_The request_: Offset every coordinate in the answers by -68 and write out the material again, requests included, for the stretch from the line containing "The component shall return one point per instance of the moss" through the line containing "ground in the photo above.". Leave the pictures out of your answer.

_Data shown_:
[BEGIN]
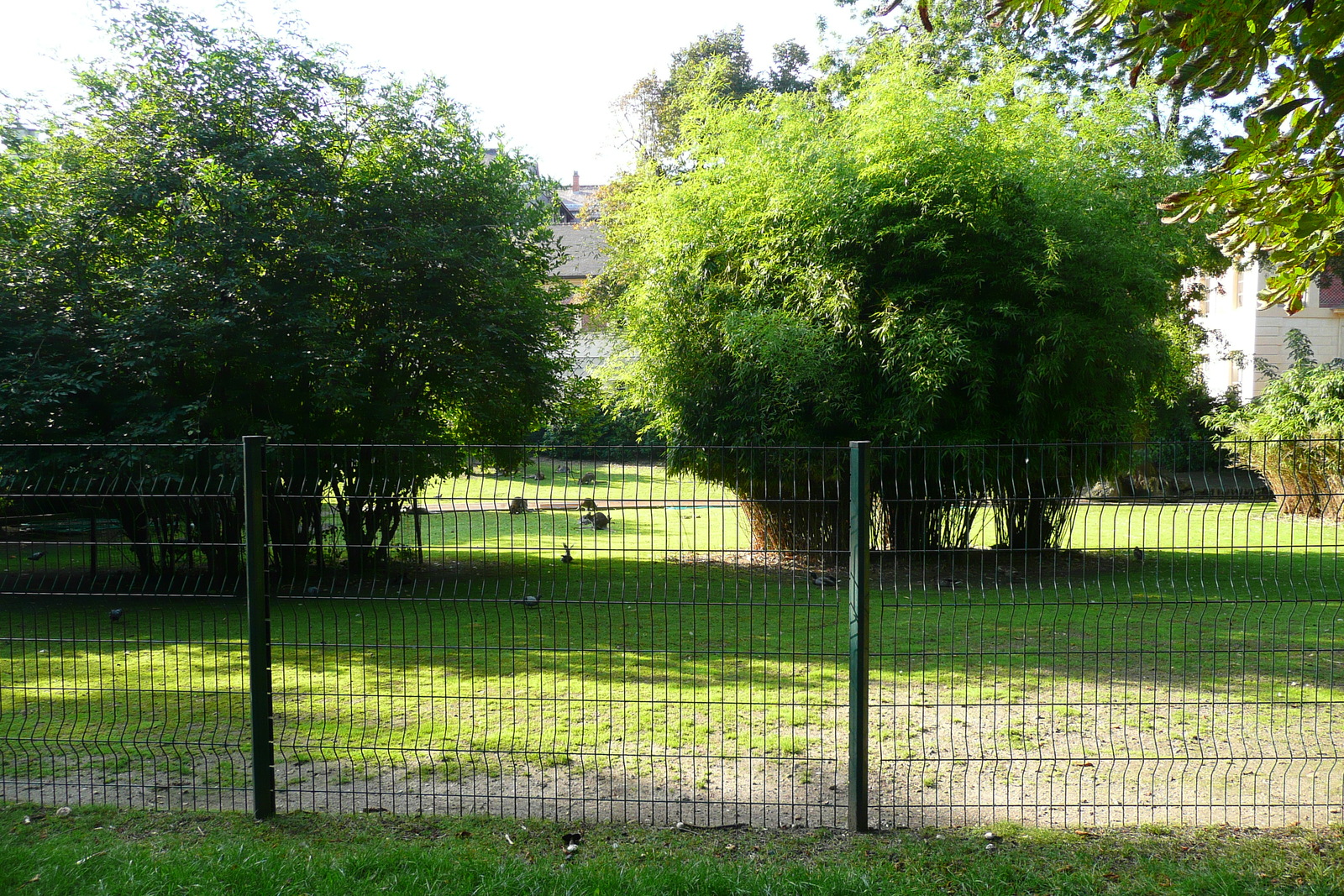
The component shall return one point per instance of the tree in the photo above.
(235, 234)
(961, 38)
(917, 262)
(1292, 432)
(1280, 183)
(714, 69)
[END]
[BEGIN]
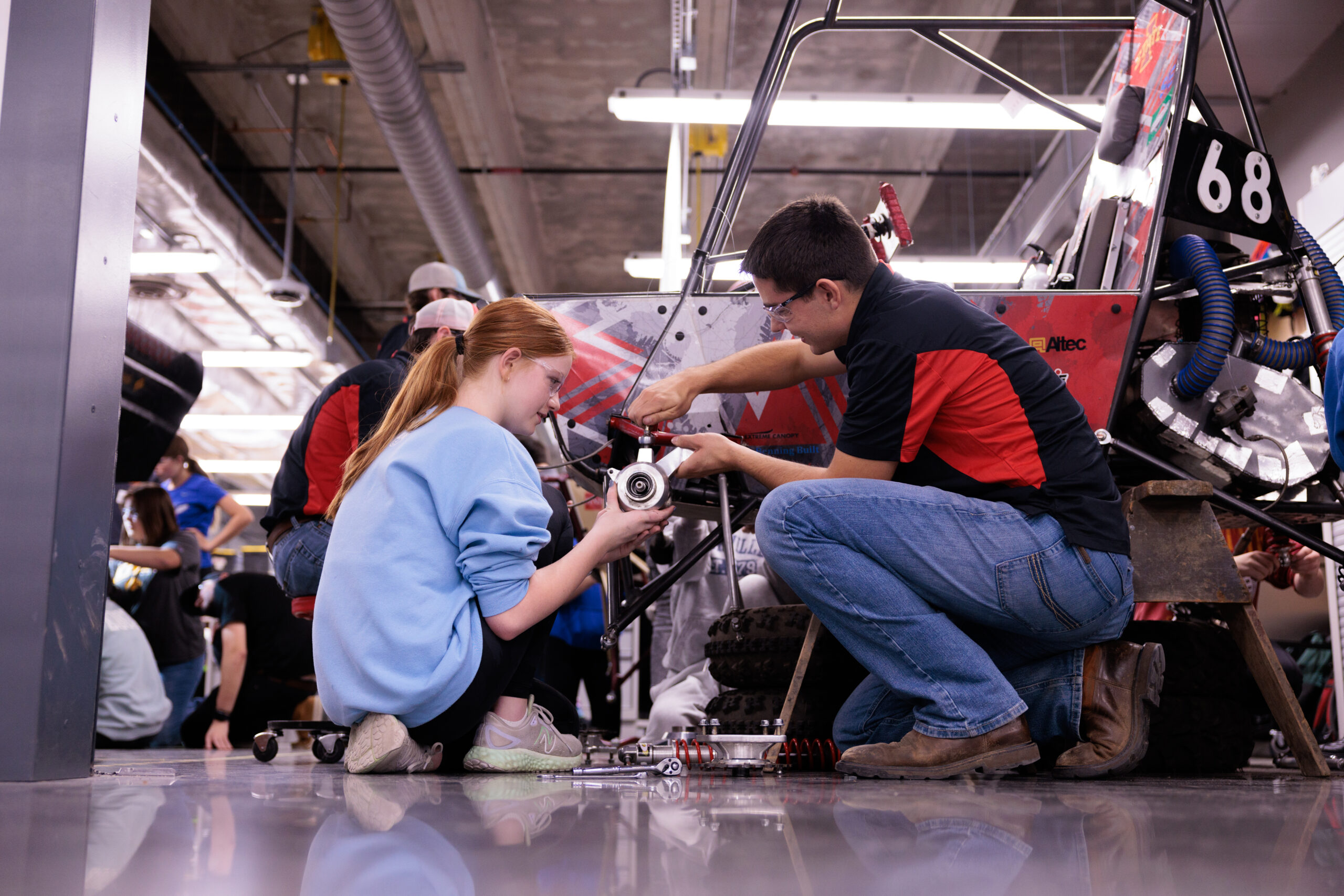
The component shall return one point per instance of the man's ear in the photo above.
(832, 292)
[END]
[BEGIN]
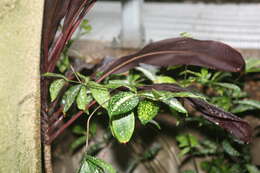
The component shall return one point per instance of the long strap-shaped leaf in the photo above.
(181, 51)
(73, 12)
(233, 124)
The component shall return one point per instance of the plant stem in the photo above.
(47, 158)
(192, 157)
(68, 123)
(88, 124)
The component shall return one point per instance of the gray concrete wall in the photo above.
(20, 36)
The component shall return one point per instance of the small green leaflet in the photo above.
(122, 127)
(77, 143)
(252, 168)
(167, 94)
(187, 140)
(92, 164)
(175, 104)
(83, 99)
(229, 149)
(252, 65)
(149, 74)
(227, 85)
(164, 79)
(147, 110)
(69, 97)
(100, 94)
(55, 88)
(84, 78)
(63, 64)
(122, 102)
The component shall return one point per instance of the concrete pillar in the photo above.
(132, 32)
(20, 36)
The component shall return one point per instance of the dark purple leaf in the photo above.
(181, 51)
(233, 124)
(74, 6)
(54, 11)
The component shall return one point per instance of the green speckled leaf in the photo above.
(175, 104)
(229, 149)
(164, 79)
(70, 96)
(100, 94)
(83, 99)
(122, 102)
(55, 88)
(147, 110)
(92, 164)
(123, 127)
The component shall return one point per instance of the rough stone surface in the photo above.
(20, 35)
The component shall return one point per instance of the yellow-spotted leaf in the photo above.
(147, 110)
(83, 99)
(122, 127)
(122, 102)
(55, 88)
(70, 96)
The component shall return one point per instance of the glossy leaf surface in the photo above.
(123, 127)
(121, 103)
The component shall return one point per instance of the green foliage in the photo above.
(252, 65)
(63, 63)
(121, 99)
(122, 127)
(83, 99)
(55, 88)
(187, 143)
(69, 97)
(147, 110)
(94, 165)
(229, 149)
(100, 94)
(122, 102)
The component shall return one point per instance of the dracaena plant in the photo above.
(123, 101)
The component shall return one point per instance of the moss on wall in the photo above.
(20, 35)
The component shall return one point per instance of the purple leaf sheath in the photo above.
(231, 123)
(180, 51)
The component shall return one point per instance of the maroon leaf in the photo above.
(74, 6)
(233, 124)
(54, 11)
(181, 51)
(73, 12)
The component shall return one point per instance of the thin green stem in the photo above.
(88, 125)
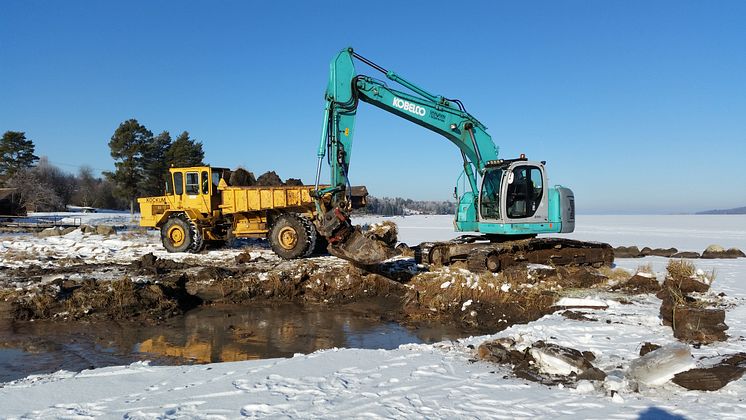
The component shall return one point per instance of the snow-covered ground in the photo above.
[END]
_Exercise response_:
The component shall return one point per instance of the moss on wall in the photo above.
(-48, -33)
The component shall return one point per instance of the purple leaf sheath in the photo above.
(163, 55)
(112, -17)
The component shall return one point per instance of the maroon leaf in the photo above.
(6, -62)
(165, 56)
(-14, -57)
(113, -17)
(5, -56)
The component shall return one point per instance of the thin green stem in the photo above.
(20, 57)
The component shall return one point per instance of the snow-covered ground in the photo above.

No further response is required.